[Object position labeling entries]
.....

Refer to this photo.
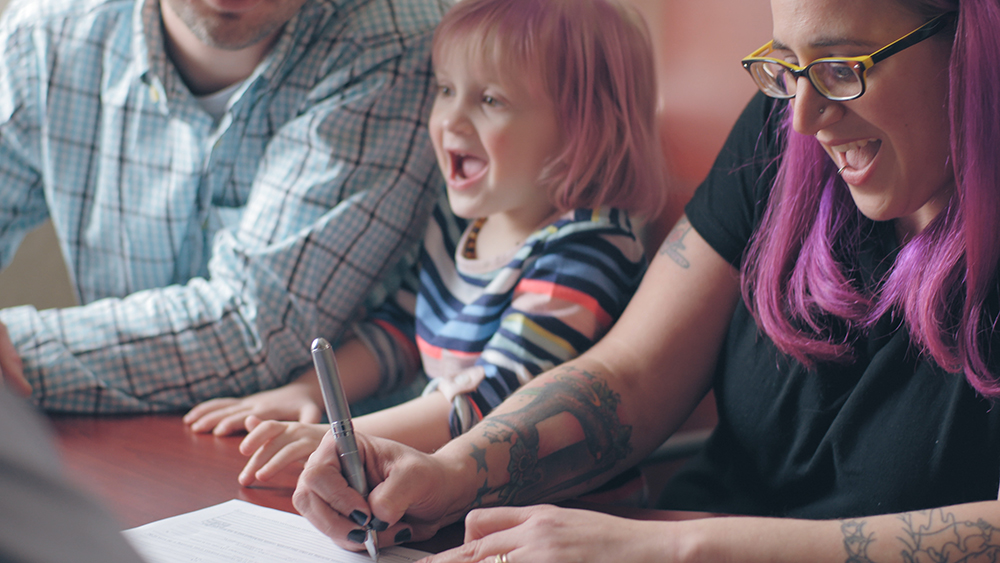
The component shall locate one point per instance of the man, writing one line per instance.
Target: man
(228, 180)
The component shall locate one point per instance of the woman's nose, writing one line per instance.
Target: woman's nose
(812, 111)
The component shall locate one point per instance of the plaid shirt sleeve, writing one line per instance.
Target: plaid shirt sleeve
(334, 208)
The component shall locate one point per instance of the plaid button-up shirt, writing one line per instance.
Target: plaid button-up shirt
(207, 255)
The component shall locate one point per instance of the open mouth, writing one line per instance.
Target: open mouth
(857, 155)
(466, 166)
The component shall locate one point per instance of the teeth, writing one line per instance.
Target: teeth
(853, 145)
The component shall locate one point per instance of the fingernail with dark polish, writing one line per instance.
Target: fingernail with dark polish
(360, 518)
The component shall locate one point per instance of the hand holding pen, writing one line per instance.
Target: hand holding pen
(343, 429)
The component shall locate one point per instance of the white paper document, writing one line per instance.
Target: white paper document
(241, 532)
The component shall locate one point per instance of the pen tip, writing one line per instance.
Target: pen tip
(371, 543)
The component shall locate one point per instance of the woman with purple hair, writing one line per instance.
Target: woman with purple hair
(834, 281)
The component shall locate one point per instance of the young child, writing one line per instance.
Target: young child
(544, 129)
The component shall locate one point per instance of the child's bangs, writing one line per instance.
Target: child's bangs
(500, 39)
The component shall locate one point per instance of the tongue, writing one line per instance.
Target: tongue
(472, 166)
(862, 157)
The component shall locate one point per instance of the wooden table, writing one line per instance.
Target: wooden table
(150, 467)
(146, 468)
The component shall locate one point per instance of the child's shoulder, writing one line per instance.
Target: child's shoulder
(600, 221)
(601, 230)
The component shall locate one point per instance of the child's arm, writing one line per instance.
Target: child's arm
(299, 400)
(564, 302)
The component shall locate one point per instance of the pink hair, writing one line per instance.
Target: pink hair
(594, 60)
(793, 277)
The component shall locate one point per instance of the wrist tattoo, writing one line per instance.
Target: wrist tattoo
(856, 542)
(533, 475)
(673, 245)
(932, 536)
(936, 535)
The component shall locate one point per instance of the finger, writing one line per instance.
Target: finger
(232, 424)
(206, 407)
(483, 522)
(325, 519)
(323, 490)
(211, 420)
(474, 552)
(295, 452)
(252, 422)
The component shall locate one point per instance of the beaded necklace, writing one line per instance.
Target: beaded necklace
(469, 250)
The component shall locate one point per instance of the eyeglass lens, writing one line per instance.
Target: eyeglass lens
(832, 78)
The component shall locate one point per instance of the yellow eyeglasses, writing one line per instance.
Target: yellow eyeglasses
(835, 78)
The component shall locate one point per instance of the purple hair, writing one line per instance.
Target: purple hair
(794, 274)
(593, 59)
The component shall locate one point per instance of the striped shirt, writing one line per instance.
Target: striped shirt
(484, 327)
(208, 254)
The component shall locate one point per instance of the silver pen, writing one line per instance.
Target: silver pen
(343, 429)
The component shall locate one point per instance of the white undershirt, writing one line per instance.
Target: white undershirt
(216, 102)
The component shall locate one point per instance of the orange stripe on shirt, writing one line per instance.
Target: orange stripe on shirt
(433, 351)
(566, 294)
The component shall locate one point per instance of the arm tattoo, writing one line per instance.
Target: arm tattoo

.....

§ What is expected
Starting with the line that contains "The component shall locate one point per instance of the striped", repeat each line through the last one exactly as it appears. Include both ends and nothing more.

§ The response
The component shall locate one point per instance of the striped shirt, writing one line per instance.
Target: striped shirt
(484, 327)
(208, 254)
The component shall locate one point per instance of the silver pen, writing one line per instance.
Target: silver pen
(343, 429)
The component shall locate one point per instance of the white undershirt, writing one line per instance.
Target: white undershirt
(216, 102)
The component shall locate one point per instance of the orange stripe on shirt, writing one line per instance.
Target: orange stripe on shirt
(433, 351)
(566, 294)
The component shall locate one point per instance of the arm tattoo, writing one line per instance.
Target: arm tattoo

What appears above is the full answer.